**PAGE EXCERPT**
☆ ☆ ☆
His departure as the president’s chief medical adviser and from the National Institute of Allergy and Infectious Diseases comes on the heels of Centers for Disease Control and Prevention Director Dr. Rochelle Walensky admitting that her agency made “some pretty dramatic public mistakes” handling the Covid-19, and saying the organization must “pivot” to restore the public trust. Some critics ay the organizational pivot should start with Walensky’s resignation.

When Covid-19 was declared a pandemic in March 2020, Fauci became a household name, widely regarded as the expert on Covid and related infectious illnesses. The media accepted his every word as truth, while those doctors and scientists with contrary opinions were dimissed as quacks and conspiracy theorists.

At one point, Fauci characterized himself as the infallible sole arbiter of scientific facts. He told MSNBC, “if you are trying to get at me as a public health official and a scientist, you’re really attacking not only Dr. Anthony Fauci, you’re attacking science.”
☆ ☆ ☆
**SUPPLIED ENTRIES**
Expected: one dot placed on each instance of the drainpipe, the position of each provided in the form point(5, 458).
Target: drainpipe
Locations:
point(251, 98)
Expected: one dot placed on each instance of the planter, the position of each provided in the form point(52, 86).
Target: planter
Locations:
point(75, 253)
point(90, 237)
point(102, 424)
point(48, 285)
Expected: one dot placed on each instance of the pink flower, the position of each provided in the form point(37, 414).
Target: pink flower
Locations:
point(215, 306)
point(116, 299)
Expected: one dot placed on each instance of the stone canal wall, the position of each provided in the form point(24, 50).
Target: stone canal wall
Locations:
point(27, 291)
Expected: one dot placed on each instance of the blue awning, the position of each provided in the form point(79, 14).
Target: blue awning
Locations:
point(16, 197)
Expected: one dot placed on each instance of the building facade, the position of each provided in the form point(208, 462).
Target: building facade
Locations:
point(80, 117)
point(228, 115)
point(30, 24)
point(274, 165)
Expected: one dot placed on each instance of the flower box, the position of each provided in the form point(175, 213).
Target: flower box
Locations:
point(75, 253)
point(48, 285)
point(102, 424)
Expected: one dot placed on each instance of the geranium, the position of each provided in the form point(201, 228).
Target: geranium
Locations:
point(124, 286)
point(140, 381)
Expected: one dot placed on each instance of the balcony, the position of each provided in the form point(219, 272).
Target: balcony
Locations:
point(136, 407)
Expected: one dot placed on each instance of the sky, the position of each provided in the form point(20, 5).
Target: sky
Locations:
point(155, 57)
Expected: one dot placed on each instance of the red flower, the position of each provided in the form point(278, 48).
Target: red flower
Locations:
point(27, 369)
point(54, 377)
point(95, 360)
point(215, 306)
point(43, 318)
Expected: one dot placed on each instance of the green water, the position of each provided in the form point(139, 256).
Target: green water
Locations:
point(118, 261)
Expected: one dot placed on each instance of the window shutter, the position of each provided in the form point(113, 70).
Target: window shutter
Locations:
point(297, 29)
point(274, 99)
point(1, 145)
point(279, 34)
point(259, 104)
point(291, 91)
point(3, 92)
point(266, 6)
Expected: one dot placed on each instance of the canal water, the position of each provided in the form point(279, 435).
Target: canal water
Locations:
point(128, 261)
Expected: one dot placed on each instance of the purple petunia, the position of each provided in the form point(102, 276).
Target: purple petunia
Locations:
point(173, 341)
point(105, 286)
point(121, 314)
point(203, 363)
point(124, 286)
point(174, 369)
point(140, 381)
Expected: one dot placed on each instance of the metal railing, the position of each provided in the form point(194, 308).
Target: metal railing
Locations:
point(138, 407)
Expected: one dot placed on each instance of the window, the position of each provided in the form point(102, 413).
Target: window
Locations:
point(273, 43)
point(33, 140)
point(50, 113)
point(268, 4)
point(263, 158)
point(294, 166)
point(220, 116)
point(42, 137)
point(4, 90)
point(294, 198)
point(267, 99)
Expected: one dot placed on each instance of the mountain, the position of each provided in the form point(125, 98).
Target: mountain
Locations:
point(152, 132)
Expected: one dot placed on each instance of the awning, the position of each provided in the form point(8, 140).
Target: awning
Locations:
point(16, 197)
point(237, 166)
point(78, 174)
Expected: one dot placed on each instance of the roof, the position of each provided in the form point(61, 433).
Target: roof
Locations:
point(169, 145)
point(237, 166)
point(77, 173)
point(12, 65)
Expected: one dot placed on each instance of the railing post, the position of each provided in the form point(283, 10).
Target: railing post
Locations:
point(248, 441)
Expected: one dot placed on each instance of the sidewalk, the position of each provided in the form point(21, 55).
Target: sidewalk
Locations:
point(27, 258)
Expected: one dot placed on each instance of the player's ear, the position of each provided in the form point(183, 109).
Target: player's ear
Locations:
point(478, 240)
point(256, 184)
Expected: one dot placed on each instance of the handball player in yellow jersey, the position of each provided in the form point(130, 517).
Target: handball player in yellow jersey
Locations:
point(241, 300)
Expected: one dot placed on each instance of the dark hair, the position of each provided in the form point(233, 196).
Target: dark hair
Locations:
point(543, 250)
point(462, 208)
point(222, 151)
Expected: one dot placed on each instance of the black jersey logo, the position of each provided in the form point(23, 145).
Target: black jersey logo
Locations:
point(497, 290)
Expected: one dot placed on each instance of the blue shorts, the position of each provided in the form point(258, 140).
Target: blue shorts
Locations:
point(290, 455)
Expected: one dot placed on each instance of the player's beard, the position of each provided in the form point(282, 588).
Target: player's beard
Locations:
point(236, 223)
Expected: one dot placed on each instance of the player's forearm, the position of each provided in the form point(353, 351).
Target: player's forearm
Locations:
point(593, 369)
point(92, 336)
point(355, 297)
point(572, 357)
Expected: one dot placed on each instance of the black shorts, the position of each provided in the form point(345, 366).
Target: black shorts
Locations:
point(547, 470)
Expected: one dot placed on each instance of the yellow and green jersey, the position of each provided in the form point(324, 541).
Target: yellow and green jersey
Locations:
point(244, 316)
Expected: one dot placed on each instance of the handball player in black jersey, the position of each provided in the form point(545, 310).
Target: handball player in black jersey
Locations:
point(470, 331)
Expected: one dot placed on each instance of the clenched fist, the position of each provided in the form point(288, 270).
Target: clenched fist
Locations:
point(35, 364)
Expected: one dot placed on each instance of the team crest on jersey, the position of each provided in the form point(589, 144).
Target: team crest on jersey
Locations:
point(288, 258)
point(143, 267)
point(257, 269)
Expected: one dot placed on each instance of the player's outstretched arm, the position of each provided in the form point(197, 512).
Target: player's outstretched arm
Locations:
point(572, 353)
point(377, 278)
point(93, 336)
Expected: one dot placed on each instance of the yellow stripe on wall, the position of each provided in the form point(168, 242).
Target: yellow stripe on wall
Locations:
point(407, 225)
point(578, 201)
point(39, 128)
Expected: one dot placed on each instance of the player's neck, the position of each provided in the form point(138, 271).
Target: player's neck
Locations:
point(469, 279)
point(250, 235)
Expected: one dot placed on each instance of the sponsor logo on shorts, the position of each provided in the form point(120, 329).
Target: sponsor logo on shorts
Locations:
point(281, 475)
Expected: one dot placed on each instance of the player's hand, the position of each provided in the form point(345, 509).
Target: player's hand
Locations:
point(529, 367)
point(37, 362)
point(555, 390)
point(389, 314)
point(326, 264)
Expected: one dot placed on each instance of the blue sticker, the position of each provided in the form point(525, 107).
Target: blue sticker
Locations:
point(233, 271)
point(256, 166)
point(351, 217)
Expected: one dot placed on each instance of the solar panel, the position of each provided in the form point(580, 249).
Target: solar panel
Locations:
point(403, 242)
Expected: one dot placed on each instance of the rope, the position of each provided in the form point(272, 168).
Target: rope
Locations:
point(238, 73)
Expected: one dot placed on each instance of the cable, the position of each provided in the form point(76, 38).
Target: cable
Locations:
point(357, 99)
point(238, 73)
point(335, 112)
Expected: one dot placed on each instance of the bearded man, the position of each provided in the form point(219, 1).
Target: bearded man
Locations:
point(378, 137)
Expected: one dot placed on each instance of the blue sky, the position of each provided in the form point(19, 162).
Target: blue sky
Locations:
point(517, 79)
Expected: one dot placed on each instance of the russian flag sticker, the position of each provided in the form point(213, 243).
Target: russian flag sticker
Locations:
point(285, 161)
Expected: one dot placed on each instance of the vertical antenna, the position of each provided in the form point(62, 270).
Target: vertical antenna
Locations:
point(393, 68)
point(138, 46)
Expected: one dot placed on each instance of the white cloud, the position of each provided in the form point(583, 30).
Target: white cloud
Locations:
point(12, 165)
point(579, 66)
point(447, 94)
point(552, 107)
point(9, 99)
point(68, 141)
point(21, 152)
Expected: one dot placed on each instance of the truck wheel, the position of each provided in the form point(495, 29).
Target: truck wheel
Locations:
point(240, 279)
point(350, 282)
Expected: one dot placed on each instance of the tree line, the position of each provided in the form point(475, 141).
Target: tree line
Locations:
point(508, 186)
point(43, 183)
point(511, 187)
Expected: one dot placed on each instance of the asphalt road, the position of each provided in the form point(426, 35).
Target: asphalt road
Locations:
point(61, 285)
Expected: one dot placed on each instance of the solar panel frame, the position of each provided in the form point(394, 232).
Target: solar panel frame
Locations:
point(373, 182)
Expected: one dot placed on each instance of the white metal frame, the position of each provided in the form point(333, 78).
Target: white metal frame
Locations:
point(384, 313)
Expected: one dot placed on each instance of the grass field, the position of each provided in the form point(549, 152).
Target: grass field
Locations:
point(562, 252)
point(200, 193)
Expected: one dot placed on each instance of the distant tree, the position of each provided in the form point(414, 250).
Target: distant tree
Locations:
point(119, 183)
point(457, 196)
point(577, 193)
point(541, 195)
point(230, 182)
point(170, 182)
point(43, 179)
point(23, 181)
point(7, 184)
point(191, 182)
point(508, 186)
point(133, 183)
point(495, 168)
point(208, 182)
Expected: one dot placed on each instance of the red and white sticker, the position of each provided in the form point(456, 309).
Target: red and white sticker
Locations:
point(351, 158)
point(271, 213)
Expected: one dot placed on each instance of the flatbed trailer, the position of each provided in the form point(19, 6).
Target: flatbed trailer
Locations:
☆ ☆ ☆
Copy out the entire passage about Fauci's departure word for word. The listing has no connection to the passage about Fauci's departure.

**TASK SOLUTION**
His departure as the president’s chief medical adviser and from the National Institute of Allergy and Infectious Diseases comes on the heels of Centers for Disease Control and Prevention Director Dr. Rochelle Walensky admitting that her agency made “some pretty dramatic public mistakes” handling the Covid-19, and saying the organization must “pivot” to restore the public trust. Some critics ay the organizational pivot should start with Walensky’s resignation.

When Covid-19 was declared a pandemic in March 2020, Fauci became a household name, widely regarded as the expert on Covid and related infectious illnesses. The media accepted his every word as truth, while those doctors and scientists with contrary opinions were dimissed as quacks and conspiracy theorists.

At one point, Fauci characterized himself as the infallible sole arbiter of scientific facts. He told MSNBC, “if you are trying to get at me as a public health official and a scientist, you’re really attacking not only Dr. Anthony Fauci, you’re attacking science.”